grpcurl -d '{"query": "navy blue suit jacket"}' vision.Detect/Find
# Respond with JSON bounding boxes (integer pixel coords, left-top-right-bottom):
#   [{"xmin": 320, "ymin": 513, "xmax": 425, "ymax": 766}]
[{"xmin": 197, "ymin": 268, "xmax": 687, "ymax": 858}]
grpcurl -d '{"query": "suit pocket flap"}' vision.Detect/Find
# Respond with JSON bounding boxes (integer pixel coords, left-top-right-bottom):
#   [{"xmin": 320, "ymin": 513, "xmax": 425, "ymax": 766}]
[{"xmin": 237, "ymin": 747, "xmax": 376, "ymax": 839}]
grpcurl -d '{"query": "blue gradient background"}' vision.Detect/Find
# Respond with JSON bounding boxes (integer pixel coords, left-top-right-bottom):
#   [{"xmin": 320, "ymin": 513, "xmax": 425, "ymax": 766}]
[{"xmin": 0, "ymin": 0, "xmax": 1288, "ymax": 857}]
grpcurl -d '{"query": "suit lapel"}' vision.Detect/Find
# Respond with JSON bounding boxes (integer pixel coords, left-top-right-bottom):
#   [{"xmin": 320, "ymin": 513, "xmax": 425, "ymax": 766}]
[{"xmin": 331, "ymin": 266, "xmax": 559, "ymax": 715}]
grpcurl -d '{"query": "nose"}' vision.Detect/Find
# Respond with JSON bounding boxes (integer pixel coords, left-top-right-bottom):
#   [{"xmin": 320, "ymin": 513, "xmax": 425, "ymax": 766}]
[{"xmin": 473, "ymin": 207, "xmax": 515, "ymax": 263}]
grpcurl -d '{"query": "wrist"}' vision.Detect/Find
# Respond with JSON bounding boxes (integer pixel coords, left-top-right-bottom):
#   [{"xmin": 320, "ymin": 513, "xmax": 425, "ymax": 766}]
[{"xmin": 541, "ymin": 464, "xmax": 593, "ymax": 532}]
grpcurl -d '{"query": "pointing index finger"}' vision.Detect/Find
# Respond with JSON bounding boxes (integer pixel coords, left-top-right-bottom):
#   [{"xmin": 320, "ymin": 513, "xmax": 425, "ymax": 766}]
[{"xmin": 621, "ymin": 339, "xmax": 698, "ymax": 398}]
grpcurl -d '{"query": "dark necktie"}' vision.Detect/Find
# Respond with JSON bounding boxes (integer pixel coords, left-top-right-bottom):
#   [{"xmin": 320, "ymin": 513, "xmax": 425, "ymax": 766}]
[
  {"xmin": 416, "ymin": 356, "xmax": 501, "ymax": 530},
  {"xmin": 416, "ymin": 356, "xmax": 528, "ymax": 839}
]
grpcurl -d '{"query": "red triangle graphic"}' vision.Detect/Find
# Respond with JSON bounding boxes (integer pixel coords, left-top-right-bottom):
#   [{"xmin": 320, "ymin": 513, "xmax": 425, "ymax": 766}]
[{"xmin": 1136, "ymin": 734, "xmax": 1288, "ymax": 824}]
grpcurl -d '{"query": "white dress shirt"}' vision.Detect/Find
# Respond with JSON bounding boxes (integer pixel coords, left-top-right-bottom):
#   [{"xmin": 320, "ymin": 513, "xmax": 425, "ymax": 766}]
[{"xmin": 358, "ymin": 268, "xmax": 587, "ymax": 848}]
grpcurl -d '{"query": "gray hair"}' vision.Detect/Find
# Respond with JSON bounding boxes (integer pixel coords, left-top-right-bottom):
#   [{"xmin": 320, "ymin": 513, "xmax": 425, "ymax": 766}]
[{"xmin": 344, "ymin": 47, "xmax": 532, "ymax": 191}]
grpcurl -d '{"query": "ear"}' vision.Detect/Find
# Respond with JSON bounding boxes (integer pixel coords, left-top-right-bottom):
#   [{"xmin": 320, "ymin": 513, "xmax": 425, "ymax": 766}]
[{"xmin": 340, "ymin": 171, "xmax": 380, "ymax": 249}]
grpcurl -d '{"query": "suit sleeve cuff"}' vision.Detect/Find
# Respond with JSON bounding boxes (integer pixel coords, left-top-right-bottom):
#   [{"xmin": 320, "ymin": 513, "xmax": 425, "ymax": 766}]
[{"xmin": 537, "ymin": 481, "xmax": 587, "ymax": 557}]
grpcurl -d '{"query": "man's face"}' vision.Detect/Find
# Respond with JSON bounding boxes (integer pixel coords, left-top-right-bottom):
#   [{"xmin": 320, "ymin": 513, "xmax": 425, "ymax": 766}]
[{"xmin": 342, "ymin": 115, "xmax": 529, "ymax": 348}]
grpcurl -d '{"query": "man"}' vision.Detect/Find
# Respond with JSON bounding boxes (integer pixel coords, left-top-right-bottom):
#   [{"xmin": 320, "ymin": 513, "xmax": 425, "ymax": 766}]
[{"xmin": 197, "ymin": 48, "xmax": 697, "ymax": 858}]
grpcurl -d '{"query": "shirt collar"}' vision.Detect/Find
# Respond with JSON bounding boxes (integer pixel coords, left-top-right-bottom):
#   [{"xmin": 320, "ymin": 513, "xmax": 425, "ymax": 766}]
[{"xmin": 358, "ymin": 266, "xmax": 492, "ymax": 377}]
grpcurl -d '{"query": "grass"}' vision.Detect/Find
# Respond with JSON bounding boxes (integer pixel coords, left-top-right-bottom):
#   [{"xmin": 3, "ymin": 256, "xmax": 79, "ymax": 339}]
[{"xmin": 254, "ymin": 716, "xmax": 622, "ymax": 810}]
★ ★ ★ ★ ★
# AIM
How many lines in the items above contain the string "suit"? Reply with the number alone.

# SOLUTION
4